Objectives:
**A.** In the passage on Yahara watershed water-quality monitoring below, how many bottles does each of the team's automatic samplers hold?
**B.** Decide whether each statement agrees with the passage on Yahara watershed water-quality monitoring below: (i) The Wisconsin DNR and USGS formed the monitoring project. (ii) The team aims to submit about two hundred samples per year. (iii) Lake Mendota is the smallest lake in its series. For each, answer yes or no and quote the deciding words.
**C.** From the passage on Yahara watershed water-quality monitoring below, reproduce the text between "While these conservation" and "automatic, 24-bottle samplers.", inclusive.

Passage given:
+++
The severity of a runoff event is dictated by the intensity of the corresponding precipitation, and the amount of heavy precipitation events has greatly increased since the 1980s – a destructive effect of climate change. In response, the Wisconsin DNR and USGS formed the Yahara Watershed Water-Quality Monitoring Project in the late 80s.
“The purpose of the project is to have an accurate long-term record of what happens here,” says Todd Stuntebeck, Project Chief. “Having 30-plus years of data also lets us say, ‘Hey, the [conservation practices] we’ve implemented in the watershed to improve water quality are working. Or not, if they’re not.’” Conservation practices include various agricultural methods, autumn leaf removal operations, rain gardens, rain barrels, detention ponds and more.
While these conservation practices are growing in notoriety and popularity, the water-quality monitoring process is an unsung component of the operation. Thankfully, people like Stuntebeck have dedicated their careers to it. According to him, one of most important parts of the process is knowing when to take samples, and his team is most active during heavy runoff events. They use an arsenal of nearly a dozen automatic, 24-bottle samplers.
“We go out when there is increased streamflow,” he says. “We have sites that are telemetered, so we know what’s happening at all times. When a runoff event is over, we’ll go pick up the racks of samples and bring them back to the lab to figure out which ones are the best representation of water quality data through the event.” For a large event, they will submit up to twelve samples to an analytical lab and aim to submit around one hundred per year.
Knowing where to collect samples from is another crucial part of the process, and the USGS primarily samples tributaries of Lake Mendota. “Lake Mendota in particular is so important to the overall health of the watershed because it’s the largest and most upstream lake in a series of five lakes. Any chemicals you have in the lake have the potential to be transported to downstream lakes through the Yahara River System.”
+++
Excerpted records:
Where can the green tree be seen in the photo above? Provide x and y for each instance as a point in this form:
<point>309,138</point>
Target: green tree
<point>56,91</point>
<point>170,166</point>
+++
Task answers:
**A.** Each automatic sampler holds 24 bottles.

**B.**
(i) Yes: "the Wisconsin DNR and USGS formed the Yahara Watershed Water-Quality Monitoring Project in the late 80s"
(ii) No: "aim to submit around one hundred per year"
(iii) No: "it’s the largest and most upstream lake in a series of five lakes"

**C.**
While these conservation practices are growing in notoriety and popularity, the water-quality monitoring process is an unsung component of the operation. Thankfully, people like Stuntebeck have dedicated their careers to it. According to him, one of most important parts of the process is knowing when to take samples, and his team is most active during heavy runoff events. They use an arsenal of nearly a dozen automatic, 24-bottle samplers.